◆ **EXERCISE DESCRIPTION**
Each record should be copied exactly, and none of them omitted.

◆ **DATASET ENTRIES**
---------------
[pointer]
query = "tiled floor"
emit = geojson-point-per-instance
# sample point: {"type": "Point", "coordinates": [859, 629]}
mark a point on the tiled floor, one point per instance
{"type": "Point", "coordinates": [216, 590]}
---------------
◆ **ANSWER BOX**
[pointer]
query = "tiled floor"
emit = geojson-point-per-instance
# sample point: {"type": "Point", "coordinates": [859, 629]}
mark a point on the tiled floor, one point per instance
{"type": "Point", "coordinates": [216, 590]}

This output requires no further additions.